Action item
Write out the passage of the Texas snowstorm baby story that begins at "The baby, a" and ends after "making roads impassable.", swapping "snow and ice" for "sleet and freezing rain".

Selected excerpt
Doctor, nurses pack car with NICU equipment to save baby born at 24 weeks during Texas snowstorm

Good News Notes:

The life of a premature, 1-pound baby born during a catastrophic winter storm in Texas was saved thanks to the ingenuity of a team of doctors and nurses, including some who packed a truck with neo-natal intensive care unit equipment and drove through snow to help.

The baby, a girl named Zaylynn, was born at 24 weeks on Feb. 17, just as snow and ice dumped on central Texas, causing power outages and making roads impassable.

A baby born at 24 weeks has only a 50% to 60% chance of survival in the best of times, according to Dr. Curtis Copeland, a family medicine physician at Baylor Scott & White Medical Center in Marble Falls, Texas, the hospital where Zaylynn was born.

Zaylynn faced additional odds because Baylor Scott & White is a Level 1 hospital that does not offer the specialized neonatal care premature babies require. In normal circumstances, the expectant mom would be transferred to a larger facility ahead of delivery, or in the case of an emergency birth like Zaylynn’s, the infant would be transferred immediately after birth.

Data for analysis
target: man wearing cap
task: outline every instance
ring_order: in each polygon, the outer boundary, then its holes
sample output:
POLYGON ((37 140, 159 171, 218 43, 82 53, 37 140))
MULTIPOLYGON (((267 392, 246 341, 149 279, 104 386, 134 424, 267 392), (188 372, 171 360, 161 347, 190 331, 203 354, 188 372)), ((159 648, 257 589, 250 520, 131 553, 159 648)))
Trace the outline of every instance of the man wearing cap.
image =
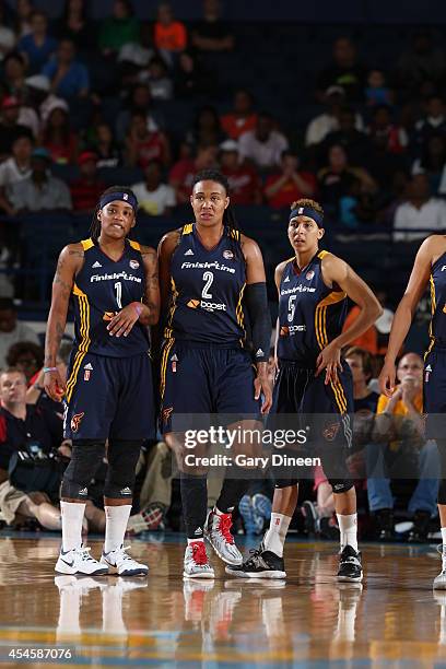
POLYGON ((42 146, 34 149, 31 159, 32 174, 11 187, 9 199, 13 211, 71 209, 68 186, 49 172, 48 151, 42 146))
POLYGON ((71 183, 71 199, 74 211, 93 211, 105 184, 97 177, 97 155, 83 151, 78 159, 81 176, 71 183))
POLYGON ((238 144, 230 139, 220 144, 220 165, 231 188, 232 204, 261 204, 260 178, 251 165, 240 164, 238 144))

Output for this task
The baby, a girl named Zaylynn, was born at 24 weeks on Feb. 17, just as sleet and freezing rain dumped on central Texas, causing power outages and making roads impassable.